_Recorded data_
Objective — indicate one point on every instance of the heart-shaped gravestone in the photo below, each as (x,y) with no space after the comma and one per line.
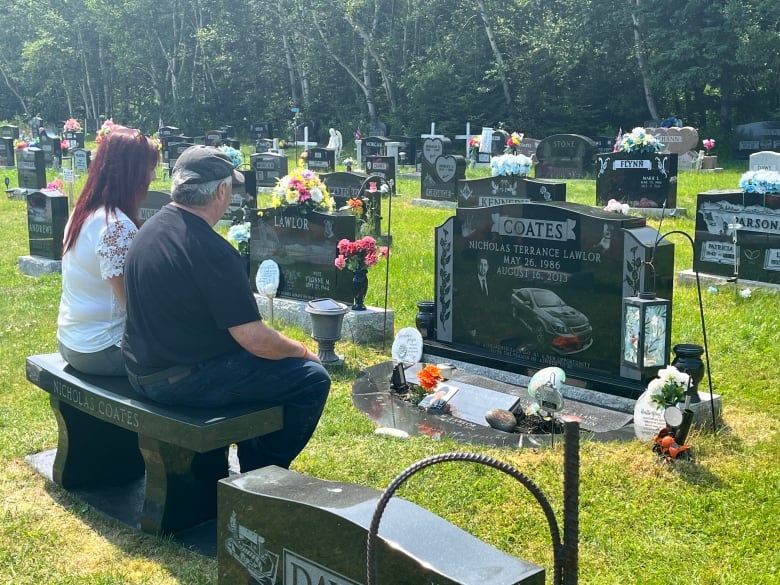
(446,167)
(677,140)
(433,148)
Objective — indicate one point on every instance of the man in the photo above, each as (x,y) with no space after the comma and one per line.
(194,335)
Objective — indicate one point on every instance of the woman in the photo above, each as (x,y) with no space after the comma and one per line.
(97,236)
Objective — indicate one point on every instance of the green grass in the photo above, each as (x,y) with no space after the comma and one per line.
(707,522)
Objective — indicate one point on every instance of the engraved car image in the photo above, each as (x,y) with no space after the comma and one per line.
(551,321)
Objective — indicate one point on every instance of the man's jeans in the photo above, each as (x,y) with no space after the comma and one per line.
(300,386)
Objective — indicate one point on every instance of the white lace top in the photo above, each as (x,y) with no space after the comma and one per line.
(91,318)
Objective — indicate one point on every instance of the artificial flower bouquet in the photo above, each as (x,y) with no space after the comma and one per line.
(302,189)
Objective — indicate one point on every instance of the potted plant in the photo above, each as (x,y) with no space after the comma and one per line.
(359,256)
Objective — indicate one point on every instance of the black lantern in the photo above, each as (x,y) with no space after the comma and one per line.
(647,327)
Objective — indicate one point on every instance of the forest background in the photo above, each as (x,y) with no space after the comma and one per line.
(539,67)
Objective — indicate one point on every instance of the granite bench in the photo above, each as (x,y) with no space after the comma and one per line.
(109,435)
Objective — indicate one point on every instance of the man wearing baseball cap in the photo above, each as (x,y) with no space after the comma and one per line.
(194,335)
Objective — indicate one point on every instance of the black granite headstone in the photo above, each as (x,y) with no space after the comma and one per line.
(555,274)
(7,152)
(382,166)
(407,149)
(81,159)
(755,137)
(304,247)
(640,180)
(263,145)
(321,160)
(500,190)
(215,137)
(50,145)
(279,526)
(738,234)
(47,214)
(9,131)
(31,168)
(269,167)
(154,202)
(261,131)
(565,156)
(440,171)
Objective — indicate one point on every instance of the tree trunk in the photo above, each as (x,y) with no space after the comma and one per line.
(642,64)
(496,53)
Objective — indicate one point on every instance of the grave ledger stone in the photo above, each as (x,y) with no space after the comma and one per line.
(304,247)
(640,180)
(565,156)
(508,189)
(47,214)
(278,526)
(738,234)
(542,284)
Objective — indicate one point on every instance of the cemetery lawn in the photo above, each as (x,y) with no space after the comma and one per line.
(707,522)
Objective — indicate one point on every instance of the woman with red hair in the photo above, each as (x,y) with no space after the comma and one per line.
(99,231)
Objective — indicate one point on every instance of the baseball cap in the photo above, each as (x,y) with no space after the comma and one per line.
(201,164)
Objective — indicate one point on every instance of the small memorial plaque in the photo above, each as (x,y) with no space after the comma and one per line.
(407,346)
(267,279)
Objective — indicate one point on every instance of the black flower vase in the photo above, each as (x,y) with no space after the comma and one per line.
(687,359)
(359,289)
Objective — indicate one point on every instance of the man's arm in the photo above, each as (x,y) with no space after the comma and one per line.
(259,339)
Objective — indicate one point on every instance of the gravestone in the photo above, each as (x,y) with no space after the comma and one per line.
(279,526)
(738,234)
(7,152)
(377,129)
(765,161)
(47,214)
(374,146)
(407,149)
(81,159)
(565,156)
(603,144)
(263,145)
(152,203)
(528,147)
(31,168)
(9,131)
(304,247)
(508,189)
(382,166)
(50,145)
(640,180)
(321,160)
(269,167)
(440,171)
(676,140)
(75,139)
(556,275)
(261,131)
(215,137)
(755,137)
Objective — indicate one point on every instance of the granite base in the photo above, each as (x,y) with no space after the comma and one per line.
(37,266)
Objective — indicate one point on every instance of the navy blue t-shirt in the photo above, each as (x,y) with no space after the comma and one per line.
(186,285)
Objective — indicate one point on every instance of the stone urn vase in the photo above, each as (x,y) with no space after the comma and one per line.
(709,162)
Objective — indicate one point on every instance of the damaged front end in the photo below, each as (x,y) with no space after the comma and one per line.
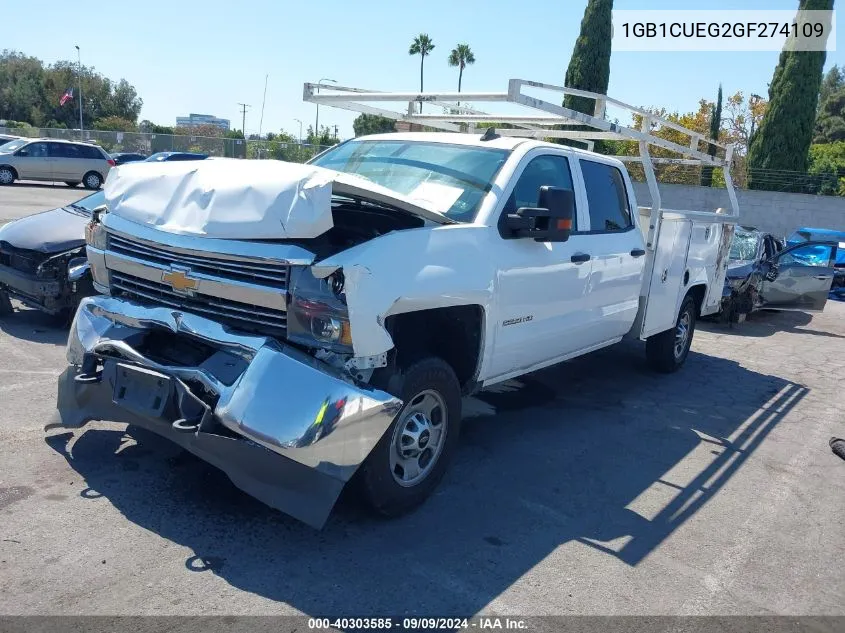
(285,427)
(51,282)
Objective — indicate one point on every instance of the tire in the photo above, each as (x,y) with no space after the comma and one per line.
(7,175)
(92,180)
(667,351)
(387,481)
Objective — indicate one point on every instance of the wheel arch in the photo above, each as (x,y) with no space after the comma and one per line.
(456,334)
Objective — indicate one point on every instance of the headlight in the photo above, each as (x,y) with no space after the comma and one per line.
(317,312)
(95,235)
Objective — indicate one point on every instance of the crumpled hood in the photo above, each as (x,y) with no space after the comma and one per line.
(240,199)
(53,231)
(740,268)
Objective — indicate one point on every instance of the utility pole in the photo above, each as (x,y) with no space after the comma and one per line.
(79,78)
(244,106)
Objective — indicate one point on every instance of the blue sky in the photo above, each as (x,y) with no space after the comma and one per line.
(207,56)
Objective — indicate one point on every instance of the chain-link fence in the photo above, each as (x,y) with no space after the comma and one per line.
(830,184)
(150,143)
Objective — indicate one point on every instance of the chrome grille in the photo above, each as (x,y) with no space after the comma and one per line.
(239,315)
(269,274)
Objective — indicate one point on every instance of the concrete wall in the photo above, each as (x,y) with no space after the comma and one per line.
(770,211)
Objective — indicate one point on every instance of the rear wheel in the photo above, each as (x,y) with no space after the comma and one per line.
(410,459)
(667,351)
(7,176)
(92,180)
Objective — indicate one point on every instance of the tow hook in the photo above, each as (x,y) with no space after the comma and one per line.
(88,371)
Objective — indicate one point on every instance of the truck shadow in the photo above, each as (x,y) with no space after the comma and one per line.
(766,323)
(33,325)
(598,452)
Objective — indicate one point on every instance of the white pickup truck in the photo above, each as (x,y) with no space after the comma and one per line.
(301,325)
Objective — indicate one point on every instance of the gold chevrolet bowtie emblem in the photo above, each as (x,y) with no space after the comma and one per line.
(179,280)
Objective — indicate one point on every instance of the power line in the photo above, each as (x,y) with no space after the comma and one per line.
(244,106)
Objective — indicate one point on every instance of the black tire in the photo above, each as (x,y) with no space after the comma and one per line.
(377,478)
(661,350)
(92,180)
(7,175)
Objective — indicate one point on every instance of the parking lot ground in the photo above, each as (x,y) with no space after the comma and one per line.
(596,487)
(25,198)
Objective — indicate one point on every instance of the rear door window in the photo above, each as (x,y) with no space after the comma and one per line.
(606,197)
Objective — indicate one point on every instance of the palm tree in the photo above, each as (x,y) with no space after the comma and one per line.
(461,56)
(422,46)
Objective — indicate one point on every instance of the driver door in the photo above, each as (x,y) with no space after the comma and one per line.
(799,277)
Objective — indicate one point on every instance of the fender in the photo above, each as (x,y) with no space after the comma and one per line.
(416,269)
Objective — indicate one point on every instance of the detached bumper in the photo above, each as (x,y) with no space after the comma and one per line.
(31,290)
(286,428)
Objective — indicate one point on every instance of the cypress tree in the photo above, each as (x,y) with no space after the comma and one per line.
(715,125)
(589,67)
(786,131)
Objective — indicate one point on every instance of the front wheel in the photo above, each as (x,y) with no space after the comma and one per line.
(411,458)
(92,180)
(7,176)
(667,351)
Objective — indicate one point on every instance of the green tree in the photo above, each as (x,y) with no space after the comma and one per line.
(827,164)
(589,67)
(715,127)
(461,57)
(372,124)
(115,123)
(30,91)
(786,131)
(422,46)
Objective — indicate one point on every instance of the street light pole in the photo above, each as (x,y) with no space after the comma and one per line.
(79,80)
(317,120)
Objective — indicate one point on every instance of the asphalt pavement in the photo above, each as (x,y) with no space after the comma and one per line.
(596,487)
(25,198)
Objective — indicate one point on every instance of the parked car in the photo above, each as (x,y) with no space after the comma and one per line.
(162,156)
(121,158)
(70,162)
(805,234)
(6,138)
(763,272)
(42,258)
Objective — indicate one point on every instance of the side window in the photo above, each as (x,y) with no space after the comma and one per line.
(88,151)
(34,150)
(64,150)
(606,196)
(808,255)
(543,170)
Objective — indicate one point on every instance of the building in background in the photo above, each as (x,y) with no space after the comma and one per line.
(193,120)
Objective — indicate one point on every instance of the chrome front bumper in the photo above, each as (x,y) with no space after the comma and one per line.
(286,428)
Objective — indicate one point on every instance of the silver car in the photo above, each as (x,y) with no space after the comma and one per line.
(70,162)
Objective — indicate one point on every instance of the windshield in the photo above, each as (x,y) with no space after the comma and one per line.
(11,146)
(744,246)
(452,179)
(88,203)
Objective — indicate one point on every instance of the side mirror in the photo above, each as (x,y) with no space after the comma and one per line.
(551,221)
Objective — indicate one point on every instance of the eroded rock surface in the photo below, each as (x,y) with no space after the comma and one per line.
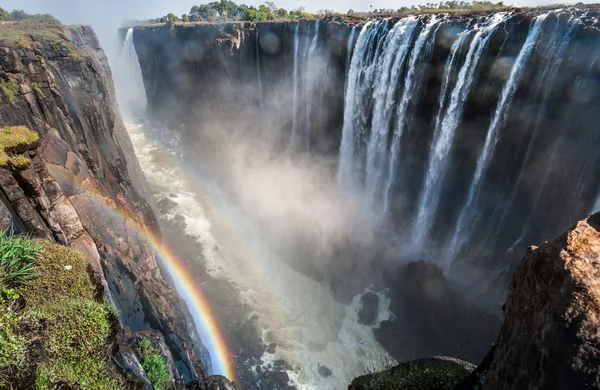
(84,186)
(550,337)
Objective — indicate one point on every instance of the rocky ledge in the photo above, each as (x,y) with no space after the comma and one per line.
(80,184)
(550,335)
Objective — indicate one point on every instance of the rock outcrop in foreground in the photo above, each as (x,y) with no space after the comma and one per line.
(550,337)
(80,184)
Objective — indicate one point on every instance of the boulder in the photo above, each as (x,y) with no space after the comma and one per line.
(550,336)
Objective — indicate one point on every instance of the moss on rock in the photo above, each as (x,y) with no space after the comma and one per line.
(15,140)
(425,374)
(58,310)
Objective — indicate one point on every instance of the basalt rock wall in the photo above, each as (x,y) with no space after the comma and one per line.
(84,186)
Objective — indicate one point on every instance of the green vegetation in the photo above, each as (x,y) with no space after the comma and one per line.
(227,10)
(421,376)
(153,364)
(13,139)
(17,263)
(20,15)
(56,309)
(10,90)
(445,7)
(38,90)
(156,370)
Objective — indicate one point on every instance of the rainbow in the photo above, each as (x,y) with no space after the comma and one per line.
(198,306)
(187,288)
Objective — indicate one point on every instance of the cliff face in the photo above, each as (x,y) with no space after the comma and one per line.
(84,186)
(243,77)
(550,336)
(514,144)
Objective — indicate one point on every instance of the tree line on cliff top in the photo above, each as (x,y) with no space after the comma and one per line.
(20,15)
(227,10)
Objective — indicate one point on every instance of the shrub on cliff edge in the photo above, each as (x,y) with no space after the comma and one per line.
(58,316)
(17,260)
(153,364)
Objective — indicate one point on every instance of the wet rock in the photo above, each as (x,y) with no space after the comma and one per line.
(437,372)
(129,362)
(427,310)
(166,205)
(157,341)
(324,371)
(370,305)
(213,382)
(550,336)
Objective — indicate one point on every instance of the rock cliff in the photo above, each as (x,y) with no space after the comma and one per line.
(83,186)
(550,336)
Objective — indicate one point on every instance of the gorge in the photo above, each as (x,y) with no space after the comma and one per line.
(292,204)
(343,150)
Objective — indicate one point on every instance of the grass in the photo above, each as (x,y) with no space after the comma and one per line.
(12,139)
(37,89)
(57,307)
(18,255)
(153,364)
(414,376)
(34,36)
(10,90)
(155,369)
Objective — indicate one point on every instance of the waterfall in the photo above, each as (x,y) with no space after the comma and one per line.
(445,128)
(295,98)
(310,70)
(395,50)
(346,169)
(555,54)
(349,49)
(259,77)
(404,108)
(492,136)
(130,89)
(596,207)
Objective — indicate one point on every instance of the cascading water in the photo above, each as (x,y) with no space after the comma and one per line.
(406,104)
(434,109)
(445,128)
(259,77)
(441,202)
(555,56)
(309,327)
(395,49)
(309,81)
(492,136)
(129,82)
(295,82)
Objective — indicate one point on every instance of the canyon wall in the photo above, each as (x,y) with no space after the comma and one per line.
(466,137)
(83,186)
(517,89)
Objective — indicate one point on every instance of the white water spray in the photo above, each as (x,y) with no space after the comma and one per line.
(445,128)
(508,92)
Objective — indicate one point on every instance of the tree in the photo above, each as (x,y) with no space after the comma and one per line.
(202,12)
(268,15)
(4,15)
(19,14)
(272,6)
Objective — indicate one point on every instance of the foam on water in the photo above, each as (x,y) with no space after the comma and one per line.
(298,314)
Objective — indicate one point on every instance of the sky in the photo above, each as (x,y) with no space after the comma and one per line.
(106,16)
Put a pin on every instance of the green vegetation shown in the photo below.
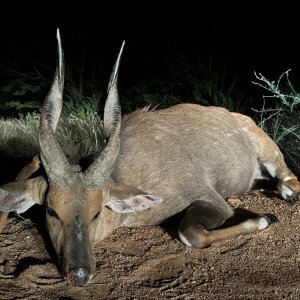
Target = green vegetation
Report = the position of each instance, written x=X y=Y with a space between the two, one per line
x=280 y=116
x=206 y=81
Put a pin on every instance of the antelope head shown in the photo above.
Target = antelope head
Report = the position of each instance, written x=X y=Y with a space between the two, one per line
x=76 y=202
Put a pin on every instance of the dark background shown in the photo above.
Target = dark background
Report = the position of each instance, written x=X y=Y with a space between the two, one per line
x=244 y=36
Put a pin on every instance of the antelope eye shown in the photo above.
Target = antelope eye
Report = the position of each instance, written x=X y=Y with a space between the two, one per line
x=52 y=213
x=96 y=216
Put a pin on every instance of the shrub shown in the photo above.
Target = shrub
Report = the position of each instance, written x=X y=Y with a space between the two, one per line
x=280 y=116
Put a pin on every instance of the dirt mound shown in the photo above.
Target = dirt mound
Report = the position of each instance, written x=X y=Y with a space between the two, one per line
x=148 y=263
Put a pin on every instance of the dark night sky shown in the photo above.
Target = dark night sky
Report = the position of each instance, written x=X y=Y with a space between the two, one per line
x=249 y=35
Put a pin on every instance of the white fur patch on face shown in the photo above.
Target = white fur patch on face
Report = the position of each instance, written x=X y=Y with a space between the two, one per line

_How to complete this task_
Output the lines from the one holding "Target = white fur patch on face" to the last line of the material, inclusive, exactly as they appear. Add no others.

_Task solution_
Target = white fur patch on face
Report = the position of each instance, written x=X y=Y with a space between the two, one per line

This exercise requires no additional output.